Collected data entries
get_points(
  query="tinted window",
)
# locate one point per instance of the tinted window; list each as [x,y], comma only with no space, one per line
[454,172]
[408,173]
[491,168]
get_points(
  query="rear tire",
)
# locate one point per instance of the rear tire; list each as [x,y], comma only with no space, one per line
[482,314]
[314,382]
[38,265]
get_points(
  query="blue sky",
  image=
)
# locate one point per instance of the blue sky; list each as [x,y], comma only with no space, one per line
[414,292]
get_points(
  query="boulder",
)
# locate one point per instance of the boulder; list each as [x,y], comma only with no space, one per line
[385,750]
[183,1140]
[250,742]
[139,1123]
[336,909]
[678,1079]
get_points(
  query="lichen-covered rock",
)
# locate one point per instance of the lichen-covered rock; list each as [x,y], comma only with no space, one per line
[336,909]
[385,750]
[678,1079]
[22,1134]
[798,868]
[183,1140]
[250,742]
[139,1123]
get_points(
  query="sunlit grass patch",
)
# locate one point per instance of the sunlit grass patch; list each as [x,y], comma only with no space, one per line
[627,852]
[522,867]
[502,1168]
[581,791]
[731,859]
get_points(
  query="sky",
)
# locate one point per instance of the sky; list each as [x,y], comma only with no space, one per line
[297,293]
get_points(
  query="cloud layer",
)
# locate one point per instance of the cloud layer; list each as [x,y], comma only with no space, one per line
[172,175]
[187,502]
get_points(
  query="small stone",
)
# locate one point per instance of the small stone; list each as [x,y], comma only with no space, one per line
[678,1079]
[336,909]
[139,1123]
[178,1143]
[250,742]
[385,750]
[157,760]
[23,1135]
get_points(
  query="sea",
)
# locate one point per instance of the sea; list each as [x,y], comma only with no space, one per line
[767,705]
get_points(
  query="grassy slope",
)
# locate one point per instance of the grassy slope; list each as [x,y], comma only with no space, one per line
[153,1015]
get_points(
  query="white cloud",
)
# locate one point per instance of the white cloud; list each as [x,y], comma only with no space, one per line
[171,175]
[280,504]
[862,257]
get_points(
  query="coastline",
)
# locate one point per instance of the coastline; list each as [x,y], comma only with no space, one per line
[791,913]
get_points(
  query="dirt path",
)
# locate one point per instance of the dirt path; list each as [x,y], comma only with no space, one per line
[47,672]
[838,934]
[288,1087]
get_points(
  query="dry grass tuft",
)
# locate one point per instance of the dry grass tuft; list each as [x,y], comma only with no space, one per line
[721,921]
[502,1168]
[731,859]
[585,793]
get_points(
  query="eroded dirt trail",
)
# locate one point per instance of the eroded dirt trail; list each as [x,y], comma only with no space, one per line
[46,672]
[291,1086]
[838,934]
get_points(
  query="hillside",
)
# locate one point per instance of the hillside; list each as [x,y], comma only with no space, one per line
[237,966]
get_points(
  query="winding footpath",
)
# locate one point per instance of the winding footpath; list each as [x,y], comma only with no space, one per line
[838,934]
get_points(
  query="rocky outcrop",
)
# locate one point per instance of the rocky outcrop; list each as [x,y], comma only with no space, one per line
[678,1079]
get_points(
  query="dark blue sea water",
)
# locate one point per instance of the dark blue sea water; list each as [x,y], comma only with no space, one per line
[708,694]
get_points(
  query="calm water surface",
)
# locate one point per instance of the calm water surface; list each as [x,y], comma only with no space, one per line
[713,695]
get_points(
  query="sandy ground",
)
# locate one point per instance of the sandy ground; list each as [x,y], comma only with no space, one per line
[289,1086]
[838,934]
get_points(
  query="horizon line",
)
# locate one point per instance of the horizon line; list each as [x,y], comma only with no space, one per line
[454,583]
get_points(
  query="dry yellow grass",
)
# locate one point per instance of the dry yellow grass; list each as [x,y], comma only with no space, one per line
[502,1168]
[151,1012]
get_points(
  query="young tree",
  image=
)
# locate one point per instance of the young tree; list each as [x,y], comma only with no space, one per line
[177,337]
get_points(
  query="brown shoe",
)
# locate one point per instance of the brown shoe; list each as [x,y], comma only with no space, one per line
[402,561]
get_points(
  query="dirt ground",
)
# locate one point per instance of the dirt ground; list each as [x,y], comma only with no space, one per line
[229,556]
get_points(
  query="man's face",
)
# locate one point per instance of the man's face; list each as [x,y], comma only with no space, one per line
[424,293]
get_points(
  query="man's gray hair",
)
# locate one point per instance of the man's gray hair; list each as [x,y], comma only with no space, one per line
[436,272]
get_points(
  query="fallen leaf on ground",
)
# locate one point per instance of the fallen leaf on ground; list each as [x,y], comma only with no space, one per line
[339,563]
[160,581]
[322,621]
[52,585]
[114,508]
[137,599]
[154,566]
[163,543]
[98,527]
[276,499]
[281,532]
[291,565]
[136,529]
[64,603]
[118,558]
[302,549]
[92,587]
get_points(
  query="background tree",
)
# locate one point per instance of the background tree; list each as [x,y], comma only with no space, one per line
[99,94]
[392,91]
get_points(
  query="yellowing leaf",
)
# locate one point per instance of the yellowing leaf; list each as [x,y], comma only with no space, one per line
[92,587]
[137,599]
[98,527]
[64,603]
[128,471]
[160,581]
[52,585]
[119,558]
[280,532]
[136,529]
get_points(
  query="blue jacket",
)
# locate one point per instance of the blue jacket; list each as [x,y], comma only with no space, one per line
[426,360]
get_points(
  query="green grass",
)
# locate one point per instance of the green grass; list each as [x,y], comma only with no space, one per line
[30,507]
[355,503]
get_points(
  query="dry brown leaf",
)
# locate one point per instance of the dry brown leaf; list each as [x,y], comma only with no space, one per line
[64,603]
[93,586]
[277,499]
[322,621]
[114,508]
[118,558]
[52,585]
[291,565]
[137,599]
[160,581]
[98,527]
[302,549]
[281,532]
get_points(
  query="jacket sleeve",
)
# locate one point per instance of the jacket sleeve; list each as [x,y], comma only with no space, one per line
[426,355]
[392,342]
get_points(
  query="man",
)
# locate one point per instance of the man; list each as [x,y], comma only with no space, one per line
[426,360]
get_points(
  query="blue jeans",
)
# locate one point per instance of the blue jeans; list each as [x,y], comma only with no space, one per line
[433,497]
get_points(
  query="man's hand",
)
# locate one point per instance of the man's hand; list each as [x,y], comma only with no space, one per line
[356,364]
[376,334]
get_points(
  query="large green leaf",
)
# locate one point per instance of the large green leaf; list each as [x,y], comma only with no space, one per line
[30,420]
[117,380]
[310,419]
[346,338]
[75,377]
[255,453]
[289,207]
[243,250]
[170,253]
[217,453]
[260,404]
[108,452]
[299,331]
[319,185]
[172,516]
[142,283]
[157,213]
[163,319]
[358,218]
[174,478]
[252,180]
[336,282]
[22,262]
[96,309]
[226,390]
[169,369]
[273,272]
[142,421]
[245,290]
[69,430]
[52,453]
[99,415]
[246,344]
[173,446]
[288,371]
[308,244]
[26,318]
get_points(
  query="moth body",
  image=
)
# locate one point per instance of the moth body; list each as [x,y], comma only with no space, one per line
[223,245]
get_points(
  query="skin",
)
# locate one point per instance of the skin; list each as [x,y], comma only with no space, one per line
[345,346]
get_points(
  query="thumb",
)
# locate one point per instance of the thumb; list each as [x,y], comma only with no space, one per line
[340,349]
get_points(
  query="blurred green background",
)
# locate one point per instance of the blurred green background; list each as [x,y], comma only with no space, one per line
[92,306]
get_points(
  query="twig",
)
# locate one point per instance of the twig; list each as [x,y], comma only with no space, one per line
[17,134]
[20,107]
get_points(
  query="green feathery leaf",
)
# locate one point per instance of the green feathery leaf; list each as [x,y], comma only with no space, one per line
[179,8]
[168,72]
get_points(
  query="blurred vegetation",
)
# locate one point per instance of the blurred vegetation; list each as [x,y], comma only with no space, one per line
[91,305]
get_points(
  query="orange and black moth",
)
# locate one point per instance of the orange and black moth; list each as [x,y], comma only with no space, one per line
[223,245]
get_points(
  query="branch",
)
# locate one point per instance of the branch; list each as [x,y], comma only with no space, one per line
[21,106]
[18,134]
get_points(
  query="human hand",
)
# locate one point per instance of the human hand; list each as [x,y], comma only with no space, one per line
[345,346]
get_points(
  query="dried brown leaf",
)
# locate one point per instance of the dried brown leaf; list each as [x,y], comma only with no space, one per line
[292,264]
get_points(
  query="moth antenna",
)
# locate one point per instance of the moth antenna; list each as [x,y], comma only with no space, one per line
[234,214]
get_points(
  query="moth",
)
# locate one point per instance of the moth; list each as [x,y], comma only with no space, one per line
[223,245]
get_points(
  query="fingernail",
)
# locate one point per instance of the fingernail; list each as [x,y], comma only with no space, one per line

[WHAT THE TASK REQUIRES] Show each line of the material above that contains the word "patch".

[WRITTEN RESPONSE]
  query="sunlit grass patch",
# locate one point per instance of the sunlit grass patch; list each as [x,y], comma only with no space, one per line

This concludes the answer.